NTI Buddhist Text Reader

Development of the NTI Reader Dictionary

This page describes the design, sources, and building of the NTI Reader Dictionary. The NTI Reader Dictionary is a Chinese-English dicionary combining general modern Chinese, literary Chinese vocabulary, and Buddhist terminology.



The goals of the NTI Reader dictionary are to:

  1. Support the NTI Reader by providing word entries for words in the texts in a way that is helpful to human users
  2. Building an index to help users find the most relevant texts for any given word
  3. Support corpus management and analysis software as a machine readable dictionary
  4. Provide a general resource to NTI Reader website users in general word search


In order to achieve these goals, the NTI Reader dictionary combines the function of several traditional dictionaries. In particular, it combines the function of a general literary Chinese-English dictionary and a Buddhist dictionary. Major sources for the NTI Reader dictionary are listed in the table below.

Table: Comparison of Major Sources by Type
Bilingual A Chinese-English Dictionary (Giles 1892); CC-CEDICT (CC-CEDICT Project 2016); Buddhist Chinese-Sanskrit Dictionary (Hirakawa 1997) Giles’ Chinese-English Dictionary is one of the most comprehensive literary Chinese to English dictionaries available although it uses archaic English equivalents. It was written before vernacular Chinese became commonly used for Chinese text, which began around 1911 (Sun 2006, loc. 335-345).

GIVEN INFORMATION:
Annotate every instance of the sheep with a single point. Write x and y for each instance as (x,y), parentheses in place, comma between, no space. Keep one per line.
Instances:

WHAT THIS EXERCISE ASKS:
A) Put this sentence from the NTI Reader Dictionary page into Spanish: "In particular, it combines the function of a general literary Chinese-English dictionary and a Buddhist dictionary."
B) According to the NTI Reader Dictionary page, around what year did vernacular Chinese begin to be commonly used for Chinese text?
The listing is separate material, apart from the NTI Reader Dictionary page.

SET OF ANSWERS:
A) En particular, combina la función de un diccionario general de chino literario-inglés y la de un diccionario budista.

B) Around 1911.